| dc.description.abstract | High speed turbomachinery uses tilting pad journal bearing (TPJB) to support rotor loads (static and dynamic). Over the years, continuous efforts have produced machines operating at increasing operating speeds and specific loads. Large specific loads and high shaft surface speeds increase the bearing drag power loss, pad metal temperatures, and lubricant temperature. These high temperatures pose a bearing design limit when it comes to pad material properties. Thus, experimental data presenting solely the effect of pad material on the performance of TPJBs is highly beneficial.

---+---

__Tasks__.
**A.** Answer these questions from the bearing abstract:
(i) What does high speed turbomachinery use to support rotor loads?
(ii) Which three quantities rise with large specific loads and high shaft surface speeds?
(iii) What kind of experimental data does the abstract call highly beneficial?
**B.** Write the next few sentences of the bearing abstract, picking up after its final sentence.

__Supplied material__.
---+---

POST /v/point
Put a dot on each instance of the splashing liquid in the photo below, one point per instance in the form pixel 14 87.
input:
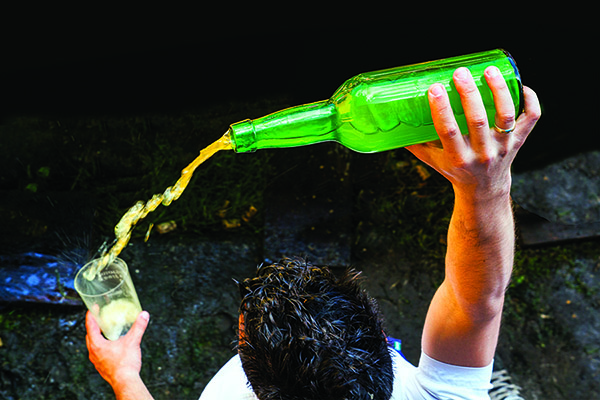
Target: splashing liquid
pixel 140 209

---+---

__Answers to the exercises__.
**A.**
(i) Tilting pad journal bearings (TPJB).
(ii) Bearing drag power loss, pad metal temperatures, and lubricant temperature.
(iii) Experimental data presenting solely the effect of pad material on the performance of TPJBs.

**B.**
The thesis presents and compares the static and dynamic force performance measurements of the copper-pads bearing (C-PB) and the steel-pads bearing (S-PB). Both bearings have the same geometric configuration and differ only by pad backing material (copper vs. steel). The bearing geometry includes: five pads, 101.6 mm bearing nominal diameter, 12.3 mm pad thickness, 0.4 L/D ratio, ball-in-socket pivot type, 50 % pivot offset, 63.5 µm nominal bearing radial clearance (Cb) and average pad preload (m) of 0.42. The bearings operate at four shaft speeds ranging from 6 krpm (32 m/s) to 14 krpm (74 m/s) and multiple bearing specific loads ranging from (0.17 MPa to 2.1 MPa). ISO VG 32 oil, at a supply temperature of 49 ºC, lubricates the bearings under a flooded lubrication configuration.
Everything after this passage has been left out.